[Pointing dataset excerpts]
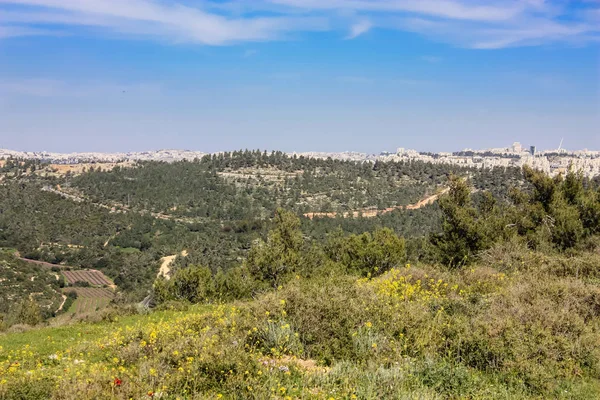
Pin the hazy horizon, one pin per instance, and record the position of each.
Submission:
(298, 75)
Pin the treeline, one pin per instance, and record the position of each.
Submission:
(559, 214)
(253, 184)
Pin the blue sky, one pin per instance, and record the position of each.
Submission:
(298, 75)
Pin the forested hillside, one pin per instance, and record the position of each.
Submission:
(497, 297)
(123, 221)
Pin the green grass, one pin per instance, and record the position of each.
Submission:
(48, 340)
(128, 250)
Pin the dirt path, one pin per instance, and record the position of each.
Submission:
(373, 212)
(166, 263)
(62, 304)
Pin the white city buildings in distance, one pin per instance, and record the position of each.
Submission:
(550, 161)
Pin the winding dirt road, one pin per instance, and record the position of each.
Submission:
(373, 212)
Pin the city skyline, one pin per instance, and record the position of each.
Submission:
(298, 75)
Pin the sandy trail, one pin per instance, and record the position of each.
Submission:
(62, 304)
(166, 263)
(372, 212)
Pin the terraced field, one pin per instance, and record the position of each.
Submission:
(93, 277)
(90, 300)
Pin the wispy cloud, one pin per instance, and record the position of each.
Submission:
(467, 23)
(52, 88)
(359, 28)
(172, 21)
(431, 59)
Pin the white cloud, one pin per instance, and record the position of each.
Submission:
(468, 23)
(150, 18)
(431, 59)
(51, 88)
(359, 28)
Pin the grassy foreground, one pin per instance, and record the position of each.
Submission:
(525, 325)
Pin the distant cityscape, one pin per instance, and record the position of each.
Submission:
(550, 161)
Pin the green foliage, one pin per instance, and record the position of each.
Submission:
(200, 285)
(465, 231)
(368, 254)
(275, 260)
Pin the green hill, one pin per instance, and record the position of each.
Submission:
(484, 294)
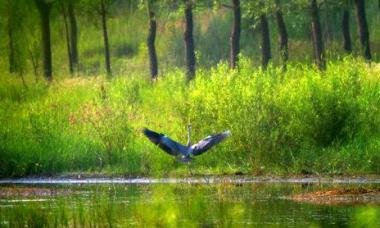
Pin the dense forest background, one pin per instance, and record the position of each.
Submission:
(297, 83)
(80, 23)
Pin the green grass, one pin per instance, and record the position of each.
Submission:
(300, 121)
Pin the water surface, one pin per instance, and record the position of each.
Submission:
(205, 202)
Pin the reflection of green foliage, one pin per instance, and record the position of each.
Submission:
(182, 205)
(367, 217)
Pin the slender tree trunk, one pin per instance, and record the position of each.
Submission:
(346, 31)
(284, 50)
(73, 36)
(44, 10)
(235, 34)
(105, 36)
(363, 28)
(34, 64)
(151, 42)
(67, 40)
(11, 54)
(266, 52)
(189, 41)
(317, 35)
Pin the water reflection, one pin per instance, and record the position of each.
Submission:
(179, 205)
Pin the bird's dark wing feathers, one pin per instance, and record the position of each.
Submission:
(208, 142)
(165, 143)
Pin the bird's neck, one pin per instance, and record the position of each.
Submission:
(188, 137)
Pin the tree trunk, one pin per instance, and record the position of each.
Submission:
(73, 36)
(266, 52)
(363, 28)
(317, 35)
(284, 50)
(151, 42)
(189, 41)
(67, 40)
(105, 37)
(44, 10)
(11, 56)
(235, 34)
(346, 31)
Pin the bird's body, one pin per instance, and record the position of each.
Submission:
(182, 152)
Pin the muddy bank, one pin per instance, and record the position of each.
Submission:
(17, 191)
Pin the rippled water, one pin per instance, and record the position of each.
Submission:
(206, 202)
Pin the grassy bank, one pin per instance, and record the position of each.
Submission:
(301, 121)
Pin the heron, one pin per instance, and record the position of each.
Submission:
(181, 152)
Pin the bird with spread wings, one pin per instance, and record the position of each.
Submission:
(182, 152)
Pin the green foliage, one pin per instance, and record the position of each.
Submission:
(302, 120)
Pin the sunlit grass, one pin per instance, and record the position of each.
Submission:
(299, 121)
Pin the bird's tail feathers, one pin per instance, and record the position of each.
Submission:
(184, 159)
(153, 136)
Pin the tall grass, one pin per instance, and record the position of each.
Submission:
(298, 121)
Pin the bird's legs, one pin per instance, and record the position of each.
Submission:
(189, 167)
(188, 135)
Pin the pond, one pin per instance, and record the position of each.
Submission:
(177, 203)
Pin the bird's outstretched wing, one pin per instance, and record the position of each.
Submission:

WHAT YOU WILL DO: Leave the pictures out and write out every entry exactly as given.

FINAL RESULT:
Pin the hazy horizon, one pin per instance, and record the position of each.
Submission:
(298, 75)
Pin the treeline, one pin per instance, and record the position of each.
Submission:
(559, 214)
(253, 184)
Pin the blue sky, one pin per instance, and record the position of each.
Submission:
(298, 75)
Pin the forested hillside, one pin per instance, and record the position of each.
Submission:
(497, 297)
(123, 221)
Pin the green grass, one pin per instance, and record the position of each.
Submission:
(48, 340)
(128, 250)
Pin the dirt path, one pin per instance, and record the position of each.
Submission:
(373, 212)
(166, 263)
(62, 304)
Pin the white city buildings in distance, one pin per instance, and record the position of each.
Submission:
(550, 161)
Pin the winding dirt road, one pin per instance, and record the position of each.
Submission:
(373, 212)
Pin the city skyline, one pin per instance, and record the position of each.
Submission:
(298, 75)
Pin the sandy trail, one pin per instance, and record the position of each.
Submission:
(62, 304)
(166, 263)
(372, 212)
Pin the terraced field, one pin per instance, and record the position of each.
Submission:
(93, 277)
(90, 300)
Pin the wispy cloud, one pin per instance, and record the position of each.
Submission:
(467, 23)
(52, 88)
(359, 28)
(172, 21)
(431, 59)
Pin the white cloud, one pin per instance, and record the position of each.
Submission:
(468, 23)
(150, 18)
(431, 59)
(51, 88)
(359, 28)
Pin the grassy foreground, one pin per instance, and record the position of each.
Submission:
(525, 325)
Pin the distant cityscape, one pin per instance, and record the position of each.
Submission:
(550, 161)
Pin the green foliage, one pin per instance, and record the position of each.
Submission:
(200, 285)
(465, 231)
(368, 254)
(275, 260)
Pin the green hill, one pin per instance, and record the position of each.
Submission:
(484, 294)
Pin the dense forest background, one pin per instance, and record the position of each.
Submission:
(297, 83)
(80, 23)
Pin the green grass, one pin per instance, and record the position of each.
Submission:
(300, 121)
Pin the water surface, one pin per instance, and record the position of each.
Submission:
(205, 202)
Pin the reflection of green foliage, one pin per instance, and record the position of each.
Submission:
(182, 205)
(367, 217)
Pin the slender tree trunk, one pin per instance, and record the position of each.
Submission:
(346, 31)
(284, 50)
(73, 36)
(44, 10)
(235, 34)
(105, 36)
(363, 28)
(34, 64)
(151, 42)
(67, 40)
(11, 54)
(266, 52)
(189, 41)
(317, 35)
Pin the water reflection, one pin per instance, and record the position of each.
Submission:
(179, 205)
Pin the bird's dark wing feathers, one pin per instance, and record the position of each.
Submission:
(208, 142)
(165, 143)
Pin the bird's neck, one pin per instance, and record the position of each.
Submission:
(188, 137)
Pin the tree trunk, one pin per instance, and record the position of each.
Submission:
(73, 36)
(266, 52)
(363, 28)
(317, 35)
(284, 50)
(151, 42)
(189, 41)
(67, 40)
(105, 37)
(44, 10)
(11, 56)
(235, 34)
(346, 31)
Pin the bird's body, one pin per instance, and record the position of each.
Submission:
(182, 152)
Pin the muddy bank, one pin per instance, and record the position of each.
Submission:
(17, 191)
Pin the rippled water, one pin per instance, and record the position of each.
Submission:
(206, 202)
Pin the grassy bank, one pin per instance, and record the position of each.
Submission:
(301, 121)
Pin the heron, one pin per instance, and record the position of each.
Submission:
(181, 152)
Pin the bird with spread wings, one pin per instance, and record the position of each.
Submission:
(182, 152)
Pin the green foliage, one pin per instance, and record the position of each.
Submission:
(302, 120)
Pin the sunlit grass, one pin per instance, and record the position of each.
Submission:
(299, 121)
Pin the bird's tail feathers, one pin per instance, and record the position of each.
Submission:
(184, 159)
(153, 136)
Pin the tall grass, one pin per instance, and record the position of each.
Submission:
(298, 121)
Pin the bird's legs, one pin per instance, and record the position of each.
Submission:
(189, 167)
(188, 135)
Pin the pond, one pin per instance, and record the position of each.
Submission:
(177, 203)
Pin the bird's outstretched wing, one pin per instance, and record the position of each.
Submission:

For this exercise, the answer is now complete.